PROVIDED TEXT:
****
Skip to content

Run

Running an agent means wiring user input, model responses, and tool executions into a feedback loop. Each call to run (or run_stream) starts with the AgentRequest you provide, then the library drives the following cycle until it produces a final answer or hits a guard rail such as max_turns.

sequenceDiagram
  participant Caller
  participant Agent
  participant RunSession
  participant Model
  participant Tools

  Caller->>Agent: run({ input, context })
  Agent->>RunSession: bind context + params
  loop each turn
    RunSession->>Model: generate(messages, tool list)
    Model-->>RunSession: content + optional tool_calls
    alt tool calls present
      RunSession->>Tools: execute(tool_call.args)
      Tools-->>RunSession: tool results (Part[])
      RunSession->>Model: append tool results
      Model-->>RunSession: content (should now exclude tool_calls)
    else no tool calls
      Note over RunSession: content already final
    end
  end
  RunSession-->>Caller: AgentResponse

Behind the scenes the session tracks every intermediate item so you can append them to the next request and resume the conversation.

types.ts
interface AgentRequest<TContext> {
/**
* The input items for this run, such as LLM messages.
*/
input: AgentItem[];
/**
* The context used to resolve instructions and passed to tool executions.
*/
context: TContext;
}

An AgentRequest combines two pieces:

  • input: an ordered list of AgentItems that represent the conversation you want the model to see.
  • context: the per-run value passed to instructions, toolkits, and tools.

All inputs and outputs share the same AgentItem union, making it easy to stitch runs together. Each variant captures a different kind of turn artifact.

types.ts
type AgentItem =
| AgentItemMessage
| AgentItemModelResponse
| AgentItemTool;
type AgentItemMessage = { type: "message" } & Message;
interface AgentItemModelResponse extends ModelResponse {
type: "model";
}
interface AgentItemTool {
type: "tool";
/**
* A unique ID for the tool call
*/
tool_call_id: string;
/**
* The name of the tool called
*/
tool_name: string;
/**
* The input provided to the tool
*/
input: Record<string, unknown>;
/**
* The result of the tool call
*/
output: Part[];
/**
* Whether the tool call resulted in an error
*/
is_error: boolean;
}
  • AgentItemMessage: user messages, assistant messages, and tool messages you collected before calling run. Use these to seed the conversation or to replay prior turns.
  • AgentItemModelResponse: the model output produced during a run. It mirrors an assistant message but also carries usage and cost data. You can pass this back as input and it will be interpreted the same as an AgentItemMessage from the assistant, yet the extra metadata is preserved for analytics.
****
DATASET CONTENT:

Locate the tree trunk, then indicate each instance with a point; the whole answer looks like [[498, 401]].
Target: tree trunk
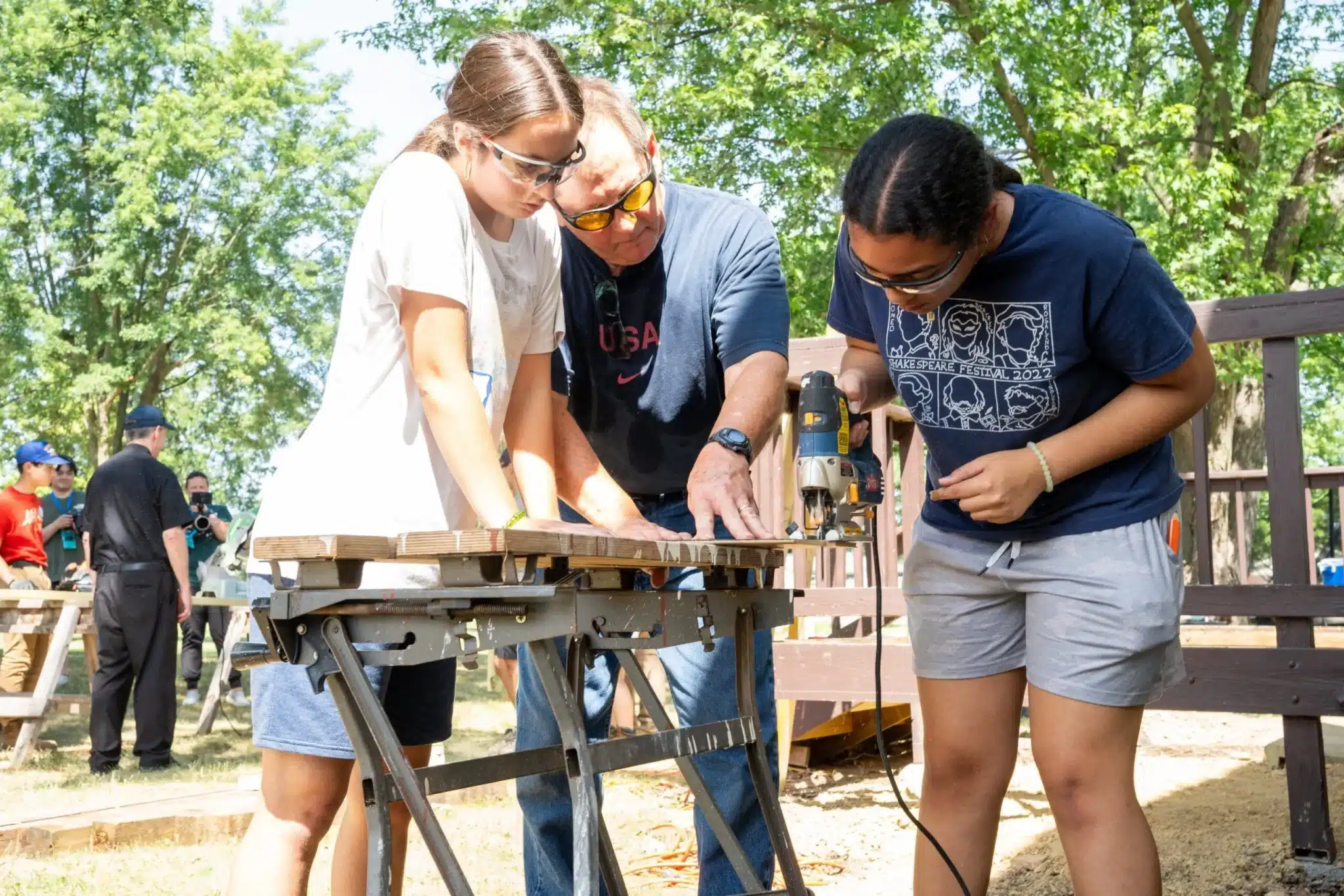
[[1236, 442]]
****
ACTIVITY LIST:
1. In the run page, update everything from "RunSession->>Model: append tool" down to "resume the conversation.", putting "AgentSession" wherever "RunSession" appears.
2. According to the run page, what data does AgentItemModelResponse carry beyond what an assistant message holds?
3. Recast the run page's paragraph beginning "Running an agent means" as a short list that keeps its main facts.

RESULTS:
1.
AgentSession->>Model: append tool results
      Model-->>AgentSession: content (should now exclude tool_calls)
    else no tool calls
      Note over AgentSession: content already final
    end
  end
  AgentSession-->>Caller: AgentResponse

Behind the scenes the session tracks every intermediate item so you can append them to the next request and resume the conversation.

2. Usage and cost data.

3.
- Running an agent wires user input, model responses, and tool executions into a feedback loop.
- Each call to run (or run_stream) begins with the AgentRequest you provide.
- The library repeats the cycle until it produces a final answer or hits a guard rail such as max_turns.